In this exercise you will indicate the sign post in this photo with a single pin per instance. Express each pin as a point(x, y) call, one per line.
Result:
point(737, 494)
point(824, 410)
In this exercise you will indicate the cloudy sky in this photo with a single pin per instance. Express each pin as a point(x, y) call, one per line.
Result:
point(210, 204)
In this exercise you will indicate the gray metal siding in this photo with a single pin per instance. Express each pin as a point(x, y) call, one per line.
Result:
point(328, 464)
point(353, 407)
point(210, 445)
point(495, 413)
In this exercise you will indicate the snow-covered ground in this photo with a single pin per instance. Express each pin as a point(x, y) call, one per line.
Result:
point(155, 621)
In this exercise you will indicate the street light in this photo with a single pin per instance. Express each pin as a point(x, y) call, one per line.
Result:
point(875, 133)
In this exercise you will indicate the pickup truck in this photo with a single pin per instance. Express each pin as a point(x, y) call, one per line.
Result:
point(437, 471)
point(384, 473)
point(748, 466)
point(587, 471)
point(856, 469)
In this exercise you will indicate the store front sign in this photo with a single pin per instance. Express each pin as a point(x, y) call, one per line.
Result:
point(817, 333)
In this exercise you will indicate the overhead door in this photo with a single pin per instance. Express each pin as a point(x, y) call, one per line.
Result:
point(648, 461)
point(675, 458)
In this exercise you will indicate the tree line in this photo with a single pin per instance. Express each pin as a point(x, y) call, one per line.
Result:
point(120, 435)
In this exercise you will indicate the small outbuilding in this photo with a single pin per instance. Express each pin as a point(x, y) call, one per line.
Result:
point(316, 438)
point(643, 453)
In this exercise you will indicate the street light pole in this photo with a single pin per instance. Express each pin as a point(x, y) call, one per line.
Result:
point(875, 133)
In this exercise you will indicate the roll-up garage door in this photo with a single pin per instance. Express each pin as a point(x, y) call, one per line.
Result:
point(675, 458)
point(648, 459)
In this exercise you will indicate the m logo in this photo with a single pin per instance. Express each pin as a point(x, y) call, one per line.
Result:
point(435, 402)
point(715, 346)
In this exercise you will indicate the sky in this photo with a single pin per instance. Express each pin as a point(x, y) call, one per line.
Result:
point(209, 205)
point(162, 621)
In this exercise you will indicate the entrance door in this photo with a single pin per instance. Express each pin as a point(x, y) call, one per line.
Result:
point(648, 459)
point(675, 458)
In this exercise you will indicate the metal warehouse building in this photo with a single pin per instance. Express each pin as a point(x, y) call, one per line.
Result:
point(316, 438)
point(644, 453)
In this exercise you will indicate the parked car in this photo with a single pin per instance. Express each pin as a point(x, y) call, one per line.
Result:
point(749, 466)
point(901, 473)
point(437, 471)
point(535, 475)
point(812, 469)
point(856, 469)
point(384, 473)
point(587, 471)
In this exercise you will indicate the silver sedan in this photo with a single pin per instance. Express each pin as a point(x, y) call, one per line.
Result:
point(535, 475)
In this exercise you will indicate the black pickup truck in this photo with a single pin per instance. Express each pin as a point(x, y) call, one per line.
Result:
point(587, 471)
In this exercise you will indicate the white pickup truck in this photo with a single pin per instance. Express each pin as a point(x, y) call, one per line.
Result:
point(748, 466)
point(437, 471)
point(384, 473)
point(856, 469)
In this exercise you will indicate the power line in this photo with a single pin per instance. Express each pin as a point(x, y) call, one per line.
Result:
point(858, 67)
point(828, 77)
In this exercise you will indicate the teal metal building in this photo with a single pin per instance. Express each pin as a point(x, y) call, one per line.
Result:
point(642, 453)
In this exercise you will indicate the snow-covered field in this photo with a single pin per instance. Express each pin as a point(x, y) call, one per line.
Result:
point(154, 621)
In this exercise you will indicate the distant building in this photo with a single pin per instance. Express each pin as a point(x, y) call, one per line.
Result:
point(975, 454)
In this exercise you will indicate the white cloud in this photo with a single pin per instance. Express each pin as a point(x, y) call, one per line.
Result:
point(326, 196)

┄┄┄┄┄┄┄┄┄┄┄┄┄┄┄┄┄┄┄┄

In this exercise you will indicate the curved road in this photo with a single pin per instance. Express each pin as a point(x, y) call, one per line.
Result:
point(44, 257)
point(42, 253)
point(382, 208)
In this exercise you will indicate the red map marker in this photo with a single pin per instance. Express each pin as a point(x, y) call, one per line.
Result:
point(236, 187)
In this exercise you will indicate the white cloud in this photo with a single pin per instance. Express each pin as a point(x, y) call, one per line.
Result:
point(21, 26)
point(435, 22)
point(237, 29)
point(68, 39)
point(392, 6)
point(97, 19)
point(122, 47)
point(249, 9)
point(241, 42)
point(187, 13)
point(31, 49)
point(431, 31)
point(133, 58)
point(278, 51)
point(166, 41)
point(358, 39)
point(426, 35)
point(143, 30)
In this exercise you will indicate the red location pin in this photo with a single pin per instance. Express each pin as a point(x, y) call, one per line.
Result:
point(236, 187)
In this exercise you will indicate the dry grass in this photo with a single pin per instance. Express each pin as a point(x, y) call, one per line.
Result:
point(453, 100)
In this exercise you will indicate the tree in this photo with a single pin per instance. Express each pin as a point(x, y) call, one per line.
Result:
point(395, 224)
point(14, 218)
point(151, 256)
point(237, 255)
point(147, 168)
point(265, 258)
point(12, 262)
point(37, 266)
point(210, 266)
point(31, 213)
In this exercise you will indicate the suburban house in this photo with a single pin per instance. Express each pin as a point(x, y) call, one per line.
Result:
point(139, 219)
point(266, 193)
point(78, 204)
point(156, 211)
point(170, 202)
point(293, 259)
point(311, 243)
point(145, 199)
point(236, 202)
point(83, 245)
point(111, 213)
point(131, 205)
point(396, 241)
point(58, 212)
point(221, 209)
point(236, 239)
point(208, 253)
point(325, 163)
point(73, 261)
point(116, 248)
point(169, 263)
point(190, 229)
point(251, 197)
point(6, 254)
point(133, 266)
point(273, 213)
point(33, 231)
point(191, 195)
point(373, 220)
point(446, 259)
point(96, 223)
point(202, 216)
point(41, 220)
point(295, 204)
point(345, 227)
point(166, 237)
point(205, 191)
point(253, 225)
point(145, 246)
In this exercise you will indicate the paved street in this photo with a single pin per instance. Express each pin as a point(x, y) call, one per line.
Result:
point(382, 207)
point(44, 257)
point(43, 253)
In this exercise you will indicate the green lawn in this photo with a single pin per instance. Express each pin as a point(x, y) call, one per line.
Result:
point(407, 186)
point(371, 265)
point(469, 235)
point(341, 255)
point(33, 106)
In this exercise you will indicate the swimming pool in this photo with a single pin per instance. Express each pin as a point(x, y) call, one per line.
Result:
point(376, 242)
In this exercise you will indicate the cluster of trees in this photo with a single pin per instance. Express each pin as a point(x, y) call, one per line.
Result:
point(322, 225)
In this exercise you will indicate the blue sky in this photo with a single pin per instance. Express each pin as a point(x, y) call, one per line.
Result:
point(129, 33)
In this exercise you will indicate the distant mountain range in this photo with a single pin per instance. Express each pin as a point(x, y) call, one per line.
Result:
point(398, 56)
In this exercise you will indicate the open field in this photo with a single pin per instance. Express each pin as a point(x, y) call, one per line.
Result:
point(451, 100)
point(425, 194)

┄┄┄┄┄┄┄┄┄┄┄┄┄┄┄┄┄┄┄┄

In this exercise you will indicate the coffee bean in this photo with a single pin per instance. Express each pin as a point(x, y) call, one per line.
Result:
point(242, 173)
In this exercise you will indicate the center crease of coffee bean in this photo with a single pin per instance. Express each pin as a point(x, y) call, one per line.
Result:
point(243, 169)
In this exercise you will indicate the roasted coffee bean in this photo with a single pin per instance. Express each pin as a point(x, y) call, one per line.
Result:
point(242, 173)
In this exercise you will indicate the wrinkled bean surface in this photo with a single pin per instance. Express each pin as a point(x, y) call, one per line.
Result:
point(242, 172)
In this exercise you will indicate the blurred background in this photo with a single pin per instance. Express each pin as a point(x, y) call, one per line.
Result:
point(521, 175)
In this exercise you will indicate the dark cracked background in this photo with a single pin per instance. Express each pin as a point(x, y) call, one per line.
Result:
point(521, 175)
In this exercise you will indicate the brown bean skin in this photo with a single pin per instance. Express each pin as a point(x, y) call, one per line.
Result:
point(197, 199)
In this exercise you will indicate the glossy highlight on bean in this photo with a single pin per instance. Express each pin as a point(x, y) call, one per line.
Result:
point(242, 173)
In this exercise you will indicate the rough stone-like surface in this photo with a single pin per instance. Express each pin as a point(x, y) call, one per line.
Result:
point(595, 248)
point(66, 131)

┄┄┄┄┄┄┄┄┄┄┄┄┄┄┄┄┄┄┄┄

__Directions for this task__. Which lines above include the word "surface"? Show each one.

__Task output__.
In this exercise you will indicate the wrinkled bean surface in this photo with a single pin per instance. Express each pin as a point(x, y) call, one per line.
In this exercise you will indicate the rough stone-like surface in this photo with a single pin per instance. Express each pin as a point(x, y) call, one per line.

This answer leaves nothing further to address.